Records from a dataset:
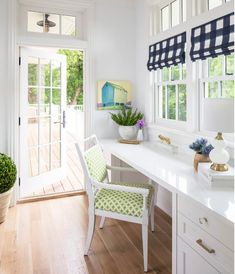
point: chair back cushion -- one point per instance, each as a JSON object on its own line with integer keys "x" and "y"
{"x": 96, "y": 163}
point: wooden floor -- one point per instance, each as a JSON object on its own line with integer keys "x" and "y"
{"x": 74, "y": 180}
{"x": 48, "y": 237}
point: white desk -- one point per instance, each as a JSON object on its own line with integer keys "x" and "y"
{"x": 176, "y": 174}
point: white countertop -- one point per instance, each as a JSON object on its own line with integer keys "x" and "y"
{"x": 175, "y": 173}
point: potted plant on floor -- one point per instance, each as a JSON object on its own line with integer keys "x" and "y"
{"x": 7, "y": 179}
{"x": 127, "y": 120}
{"x": 202, "y": 151}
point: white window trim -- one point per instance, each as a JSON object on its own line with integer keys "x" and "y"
{"x": 24, "y": 23}
{"x": 192, "y": 126}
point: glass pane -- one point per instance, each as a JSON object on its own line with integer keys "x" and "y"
{"x": 182, "y": 103}
{"x": 211, "y": 90}
{"x": 184, "y": 10}
{"x": 33, "y": 162}
{"x": 32, "y": 132}
{"x": 45, "y": 72}
{"x": 44, "y": 102}
{"x": 68, "y": 25}
{"x": 56, "y": 156}
{"x": 56, "y": 101}
{"x": 215, "y": 66}
{"x": 56, "y": 129}
{"x": 214, "y": 3}
{"x": 56, "y": 73}
{"x": 228, "y": 89}
{"x": 44, "y": 159}
{"x": 184, "y": 72}
{"x": 165, "y": 18}
{"x": 163, "y": 102}
{"x": 44, "y": 130}
{"x": 32, "y": 71}
{"x": 52, "y": 23}
{"x": 175, "y": 13}
{"x": 229, "y": 59}
{"x": 165, "y": 74}
{"x": 34, "y": 19}
{"x": 171, "y": 102}
{"x": 175, "y": 72}
{"x": 33, "y": 102}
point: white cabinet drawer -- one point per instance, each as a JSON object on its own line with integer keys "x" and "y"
{"x": 191, "y": 262}
{"x": 207, "y": 246}
{"x": 217, "y": 226}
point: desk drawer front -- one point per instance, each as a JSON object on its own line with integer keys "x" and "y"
{"x": 209, "y": 248}
{"x": 216, "y": 226}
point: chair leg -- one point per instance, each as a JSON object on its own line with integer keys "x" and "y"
{"x": 102, "y": 222}
{"x": 145, "y": 245}
{"x": 90, "y": 232}
{"x": 152, "y": 218}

> WHAT THE TASK ASKS:
Exactly the lines from the one containing "point: wooden floor" to the final line of the entries must be restated, and no others.

> ANSWER TO THIS EXERCISE:
point: wooden floor -- one point per instance, each as a JSON object on its own line with integer keys "x" and "y"
{"x": 74, "y": 180}
{"x": 48, "y": 237}
point: white desk -- one point per instance, each as a JSON object on its own line with integer keys "x" and "y"
{"x": 176, "y": 174}
point: white countertop -- one point per instance, each as a JSON object on its own line with integer keys "x" and "y"
{"x": 175, "y": 173}
point: potted plant on floor -- one point per instance, each as a JSON object on its own line with integer keys "x" and "y"
{"x": 7, "y": 179}
{"x": 127, "y": 120}
{"x": 202, "y": 151}
point: white window trim -- one point per instance, each as a JSON object on its own line with integer keys "x" and "y"
{"x": 24, "y": 23}
{"x": 192, "y": 126}
point: glass pane -- one point per instance, each as a JSON object on its own line with integer keys "x" and "y"
{"x": 182, "y": 103}
{"x": 211, "y": 90}
{"x": 184, "y": 10}
{"x": 33, "y": 162}
{"x": 32, "y": 132}
{"x": 45, "y": 72}
{"x": 44, "y": 102}
{"x": 68, "y": 25}
{"x": 56, "y": 156}
{"x": 56, "y": 101}
{"x": 215, "y": 66}
{"x": 56, "y": 129}
{"x": 214, "y": 3}
{"x": 56, "y": 73}
{"x": 228, "y": 89}
{"x": 44, "y": 159}
{"x": 184, "y": 72}
{"x": 165, "y": 18}
{"x": 163, "y": 102}
{"x": 44, "y": 130}
{"x": 32, "y": 71}
{"x": 52, "y": 23}
{"x": 175, "y": 13}
{"x": 229, "y": 59}
{"x": 165, "y": 74}
{"x": 34, "y": 19}
{"x": 171, "y": 102}
{"x": 175, "y": 72}
{"x": 33, "y": 102}
point: white cabinet drawer -- one point per instance, each as a JSON object on its own line with integer keys "x" and "y"
{"x": 191, "y": 262}
{"x": 207, "y": 246}
{"x": 217, "y": 226}
point: desk drawer front -- one point per instance, each as a JSON object on its own line with integer keys "x" and "y"
{"x": 209, "y": 248}
{"x": 216, "y": 226}
point: chair leg -- one point per instance, each as a JSON object on its own line with integer keys "x" and "y"
{"x": 102, "y": 222}
{"x": 145, "y": 245}
{"x": 90, "y": 232}
{"x": 152, "y": 218}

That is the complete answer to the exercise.